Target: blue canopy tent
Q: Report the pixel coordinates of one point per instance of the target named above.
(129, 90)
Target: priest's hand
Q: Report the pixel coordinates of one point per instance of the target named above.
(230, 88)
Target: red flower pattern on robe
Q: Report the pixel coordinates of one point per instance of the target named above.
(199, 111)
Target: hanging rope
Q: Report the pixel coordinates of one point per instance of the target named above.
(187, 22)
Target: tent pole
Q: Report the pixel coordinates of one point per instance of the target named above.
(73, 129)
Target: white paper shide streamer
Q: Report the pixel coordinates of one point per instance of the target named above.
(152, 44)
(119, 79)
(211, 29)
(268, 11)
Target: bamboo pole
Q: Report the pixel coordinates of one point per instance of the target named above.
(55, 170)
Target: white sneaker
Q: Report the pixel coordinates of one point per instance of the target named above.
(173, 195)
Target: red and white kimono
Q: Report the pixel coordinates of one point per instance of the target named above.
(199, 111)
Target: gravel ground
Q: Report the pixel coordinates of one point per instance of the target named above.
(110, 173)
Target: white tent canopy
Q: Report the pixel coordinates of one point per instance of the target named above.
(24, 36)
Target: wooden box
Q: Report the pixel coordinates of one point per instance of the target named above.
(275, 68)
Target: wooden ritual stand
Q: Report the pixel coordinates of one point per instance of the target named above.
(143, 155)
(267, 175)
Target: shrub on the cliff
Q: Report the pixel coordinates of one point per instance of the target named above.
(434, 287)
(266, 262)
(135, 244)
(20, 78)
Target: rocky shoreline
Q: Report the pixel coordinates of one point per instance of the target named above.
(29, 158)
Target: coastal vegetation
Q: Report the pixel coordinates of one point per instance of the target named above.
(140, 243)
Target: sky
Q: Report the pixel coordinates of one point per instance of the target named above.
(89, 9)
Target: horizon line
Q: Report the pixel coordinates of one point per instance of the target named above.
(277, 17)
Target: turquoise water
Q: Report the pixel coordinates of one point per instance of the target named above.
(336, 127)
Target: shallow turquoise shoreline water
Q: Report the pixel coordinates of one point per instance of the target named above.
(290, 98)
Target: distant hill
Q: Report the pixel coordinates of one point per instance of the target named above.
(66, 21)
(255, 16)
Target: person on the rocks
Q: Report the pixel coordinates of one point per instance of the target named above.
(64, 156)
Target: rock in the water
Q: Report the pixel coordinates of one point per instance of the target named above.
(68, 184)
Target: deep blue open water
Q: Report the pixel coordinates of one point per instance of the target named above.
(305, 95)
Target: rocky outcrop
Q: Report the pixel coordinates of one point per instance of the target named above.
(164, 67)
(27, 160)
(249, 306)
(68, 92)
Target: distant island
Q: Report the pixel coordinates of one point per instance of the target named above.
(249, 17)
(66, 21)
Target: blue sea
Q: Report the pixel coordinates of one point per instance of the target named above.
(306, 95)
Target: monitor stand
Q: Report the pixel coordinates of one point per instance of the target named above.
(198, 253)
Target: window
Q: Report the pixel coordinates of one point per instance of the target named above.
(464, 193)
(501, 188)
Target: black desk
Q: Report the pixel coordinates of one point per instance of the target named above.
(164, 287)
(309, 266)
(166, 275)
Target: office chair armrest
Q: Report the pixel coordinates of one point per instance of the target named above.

- _Work to be completed_
Could you recast the records as a Markdown table with the columns Row and Line, starting at the line that contains "Target: office chair armrest" and continuing through the end of the records, with blank lines left out?

- _Full answer_
| Row | Line |
|---|---|
| 1 | Target: office chair armrest |
| 2 | Q: Report the pixel coordinates of one point per instance of the target named above. |